▶ [Document text]
· · · · ·

To understand Pakistan’s response, one must view the crisis through the lens of historical trade geography. For millennia, corridors like the Silk Road have dictated the flow of wealth, influence, and political alignment across continents. When sea lanes are disrupted, land routes regain their strategic premium. The Strait of Hormuz has long functioned as the modern equivalent of a maritime chokepoint, channeling a critical share of global energy and commercial shipping. Its closure has forced regional actors to reconsider over-reliance on vulnerable sea passages. Pakistan’s decision to pivot toward overland transit is rooted in this historical reality: control of land corridors translates directly into geopolitical leverage, economic relevance, and diplomatic indispensability.


Pakistan’s immediate response to the Hormuz blockade has been to position itself as the primary logistical lifeline for Iran. As of late April 2026, Islamabad has designated six new transit routes and formally cleared the passage of third-country goods to Iran through Pakistani territory. This move addresses a pressing bottleneck: more than 3,000 Iran-bound shipping containers have been stranded in Karachi since the imposition of the US-led maritime blockade. By converting these stranded maritime shipments into an overland pipeline, Pakistan transforms its ports and road networks into critical regional infrastructure. This operational shift elevates Islamabad from a peripheral actor to a central facilitator of Asian trade, granting it diplomatic leverage with Tehran, Beijing, and other regional stakeholders while generating domestic economic activity in logistics, rail, and customs administration.

· · · · ·

▶ [Supplied information]
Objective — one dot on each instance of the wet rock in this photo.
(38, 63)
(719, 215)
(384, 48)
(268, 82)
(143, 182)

· · · · ·

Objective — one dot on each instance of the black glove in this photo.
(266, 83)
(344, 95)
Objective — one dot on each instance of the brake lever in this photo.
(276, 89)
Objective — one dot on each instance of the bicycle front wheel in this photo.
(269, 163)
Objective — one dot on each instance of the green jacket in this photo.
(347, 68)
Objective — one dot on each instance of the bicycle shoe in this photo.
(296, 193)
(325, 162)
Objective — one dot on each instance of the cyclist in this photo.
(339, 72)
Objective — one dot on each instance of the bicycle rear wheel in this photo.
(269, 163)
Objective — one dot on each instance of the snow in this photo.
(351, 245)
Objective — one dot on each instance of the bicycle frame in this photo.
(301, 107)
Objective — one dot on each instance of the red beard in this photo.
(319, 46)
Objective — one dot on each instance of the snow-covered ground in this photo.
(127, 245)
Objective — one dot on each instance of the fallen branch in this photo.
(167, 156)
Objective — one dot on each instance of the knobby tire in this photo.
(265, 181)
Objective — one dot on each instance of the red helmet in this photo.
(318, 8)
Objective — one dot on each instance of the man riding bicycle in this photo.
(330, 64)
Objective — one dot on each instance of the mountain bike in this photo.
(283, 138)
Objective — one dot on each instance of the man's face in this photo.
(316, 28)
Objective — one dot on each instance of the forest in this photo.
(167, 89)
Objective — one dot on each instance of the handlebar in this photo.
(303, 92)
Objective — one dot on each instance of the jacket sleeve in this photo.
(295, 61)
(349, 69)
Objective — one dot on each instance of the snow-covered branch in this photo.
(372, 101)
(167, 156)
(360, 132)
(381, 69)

· · · · ·

▶ [Complete the following]
a) Translate this sentence from the text on Pakistan's response to the Hormuz blockade into French: "When sea lanes are disrupted, land routes regain their strategic premium."
b) Resume the text on Pakistan's response to the Hormuz blockade, beginning after its final sentence.

▶ [Per-task outputs]
a) Lorsque les voies maritimes sont perturbées, les routes terrestres retrouvent leur avantage stratégique.

b)
Pakistan’s overland strategy also carries a clear counterweight to India’s longstanding regional ambitions. Since October 2017, New Delhi has developed the Chabahar Port corridor in southeastern Iran as a direct trade route to Afghanistan, explicitly designed to bypass Pakistani territory. This route has provided India with strategic access to Central Asia and diminished Pakistan’s geographic leverage over regional commerce. The Hormuz crisis, however, fundamentally alters the strategic calculus. With maritime routes disrupted and Iran under severe economic and logistical strain, the reliability and security of India’s Chabahar-dependent supply chains are compromised. Pakistan’s newly activated land corridors through Balochistan and Sindh offer a faster, more contiguous, and geographically integrated alternative for regional trade. By linking Iranian logistics directly to its own port infrastructure, Pakistan not only undermines India’s bypass strategy but also reasserts its indispensability in South Asian and Central Asian trade networks.


At the core of Pakistan’s post-Hormuz calculus is the ambition to seamlessly integrate the China-Pakistan Economic Corridor (CPEC) with Iranian transit infrastructure. CPEC, which links China’s Xinjiang region to the Arabian Sea via Gwadar and Karachi, has long been envisioned as a cornerstone of broader Eurasian connectivity. The current crisis accelerates the practical need to extend this corridor inland. By routing Chinese and third-country goods through Pakistan into Iran, Islamabad creates a continuous land-based trade artery stretching from East Asia to the Persian Gulf. From Iran, this network holds the structural potential to connect westward into Iraq, the Levant, and eventually European markets, effectively reviving and modernizing the western branches of historical trade routes. Such a corridor would reduce regional dependency on vulnerable maritime chokepoints while positioning Pakistan as the central node in a transcontinental supply chain.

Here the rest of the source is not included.